- Directions: Every line of the listing is to be returned exactly as given.

- Excerpted records:
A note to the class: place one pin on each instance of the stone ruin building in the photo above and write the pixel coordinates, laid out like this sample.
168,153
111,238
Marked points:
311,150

- Answer for this exercise:
A note to the class: place one pin on each instance of the stone ruin building in the photo above and write the pixel coordinates, laid out like this sample.
168,153
111,238
Marked points:
311,150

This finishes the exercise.